Work to complete: Rewrite all the entries below with "drops a point" changed to "places a marker" wherever it occurs, keeping every other word the same.

(Object point labels)
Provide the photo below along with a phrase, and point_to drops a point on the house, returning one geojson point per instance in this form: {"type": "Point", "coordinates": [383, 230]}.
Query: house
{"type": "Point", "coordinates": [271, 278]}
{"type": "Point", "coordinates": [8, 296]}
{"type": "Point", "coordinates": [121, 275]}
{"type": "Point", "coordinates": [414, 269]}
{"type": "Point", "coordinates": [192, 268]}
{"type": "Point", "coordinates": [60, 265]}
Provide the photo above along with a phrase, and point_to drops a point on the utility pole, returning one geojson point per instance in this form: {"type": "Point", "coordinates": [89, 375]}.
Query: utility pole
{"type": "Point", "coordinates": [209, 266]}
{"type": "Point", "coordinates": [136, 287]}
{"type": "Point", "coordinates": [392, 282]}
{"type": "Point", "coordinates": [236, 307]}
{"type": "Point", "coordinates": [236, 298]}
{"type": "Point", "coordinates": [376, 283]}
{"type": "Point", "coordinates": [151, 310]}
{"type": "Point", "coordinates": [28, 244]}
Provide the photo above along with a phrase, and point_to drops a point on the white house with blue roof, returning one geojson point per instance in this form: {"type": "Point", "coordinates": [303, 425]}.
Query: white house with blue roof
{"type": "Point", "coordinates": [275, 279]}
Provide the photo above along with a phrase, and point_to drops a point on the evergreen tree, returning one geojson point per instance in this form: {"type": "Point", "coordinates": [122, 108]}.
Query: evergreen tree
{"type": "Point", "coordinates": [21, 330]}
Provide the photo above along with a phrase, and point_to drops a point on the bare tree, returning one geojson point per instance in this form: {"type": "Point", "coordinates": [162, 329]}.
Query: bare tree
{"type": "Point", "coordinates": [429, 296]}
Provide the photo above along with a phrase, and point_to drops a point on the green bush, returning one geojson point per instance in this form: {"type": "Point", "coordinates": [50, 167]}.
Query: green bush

Reply:
Provide the photo below along with a phrase, and point_to places a marker on the house, returning one geojson point per instance in this form: {"type": "Point", "coordinates": [383, 230]}.
Query: house
{"type": "Point", "coordinates": [271, 278]}
{"type": "Point", "coordinates": [8, 296]}
{"type": "Point", "coordinates": [121, 275]}
{"type": "Point", "coordinates": [414, 269]}
{"type": "Point", "coordinates": [192, 268]}
{"type": "Point", "coordinates": [60, 265]}
Provide the photo above along with a phrase, and point_to places a marker on the utility pole, returning one geojson point per instance in this form: {"type": "Point", "coordinates": [89, 375]}.
Query: utility pole
{"type": "Point", "coordinates": [209, 266]}
{"type": "Point", "coordinates": [136, 287]}
{"type": "Point", "coordinates": [392, 282]}
{"type": "Point", "coordinates": [236, 307]}
{"type": "Point", "coordinates": [236, 298]}
{"type": "Point", "coordinates": [376, 283]}
{"type": "Point", "coordinates": [151, 310]}
{"type": "Point", "coordinates": [28, 244]}
Provide the photo above along with a phrase, and point_to places a marker on the white house with blue roof, returning one geojson point per instance in this form: {"type": "Point", "coordinates": [303, 425]}.
Query: white house with blue roof
{"type": "Point", "coordinates": [275, 279]}
Provide the photo above along with a phrase, and point_to places a marker on the evergreen tree, returning one geojson point per instance in this form: {"type": "Point", "coordinates": [122, 108]}.
Query: evergreen tree
{"type": "Point", "coordinates": [21, 330]}
Provide the photo above along with a phrase, and point_to places a marker on the bare tree, returning one geojson point per instance in this form: {"type": "Point", "coordinates": [162, 329]}.
Query: bare tree
{"type": "Point", "coordinates": [429, 296]}
Provide the photo above along with a phrase, and point_to places a marker on the green bush, returning one geojson point per instance in this form: {"type": "Point", "coordinates": [50, 167]}.
Query: green bush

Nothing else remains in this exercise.